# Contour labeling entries
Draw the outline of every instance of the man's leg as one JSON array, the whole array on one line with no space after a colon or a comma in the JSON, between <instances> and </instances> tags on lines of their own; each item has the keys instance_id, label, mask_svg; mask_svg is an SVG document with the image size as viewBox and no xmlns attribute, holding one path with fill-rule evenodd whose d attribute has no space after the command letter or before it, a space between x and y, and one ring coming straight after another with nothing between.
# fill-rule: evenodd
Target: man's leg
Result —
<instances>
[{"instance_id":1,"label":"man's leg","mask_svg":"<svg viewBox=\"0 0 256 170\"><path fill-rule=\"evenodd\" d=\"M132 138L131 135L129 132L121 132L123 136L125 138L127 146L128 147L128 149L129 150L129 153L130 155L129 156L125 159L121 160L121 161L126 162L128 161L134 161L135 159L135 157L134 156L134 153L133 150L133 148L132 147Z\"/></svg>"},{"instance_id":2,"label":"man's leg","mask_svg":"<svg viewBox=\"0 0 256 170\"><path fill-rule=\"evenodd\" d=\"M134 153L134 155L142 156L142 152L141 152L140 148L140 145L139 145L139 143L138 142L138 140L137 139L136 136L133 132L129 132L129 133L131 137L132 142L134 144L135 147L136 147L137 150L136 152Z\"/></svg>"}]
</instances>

# REQUIREMENTS
Return every line of the material exactly.

# FULL ANSWER
Draw the outline of every instance of the man's leg as one JSON array, the whole array on one line with no space after a colon or a comma in the JSON, between <instances> and </instances> tags on lines of their own; each item has the keys instance_id, label, mask_svg; mask_svg is an SVG document with the image size as viewBox and no xmlns attribute, holding one path with fill-rule evenodd whose d attribute has no space after the command letter or before it, a space between x and y, and one ring coming straight after another with nothing between.
# fill-rule: evenodd
Target: man's leg
Result —
<instances>
[{"instance_id":1,"label":"man's leg","mask_svg":"<svg viewBox=\"0 0 256 170\"><path fill-rule=\"evenodd\" d=\"M132 138L131 135L129 132L121 132L123 136L125 138L127 146L128 147L128 149L129 150L129 153L130 155L129 156L125 159L121 160L121 161L126 162L128 161L134 161L135 159L135 157L134 156L134 153L133 150L133 148L132 147Z\"/></svg>"},{"instance_id":2,"label":"man's leg","mask_svg":"<svg viewBox=\"0 0 256 170\"><path fill-rule=\"evenodd\" d=\"M134 153L134 155L142 156L142 152L141 152L140 148L140 145L139 145L139 143L138 142L138 140L137 139L136 136L133 132L129 132L129 133L131 137L132 142L134 144L135 147L136 147L137 150L136 152Z\"/></svg>"}]
</instances>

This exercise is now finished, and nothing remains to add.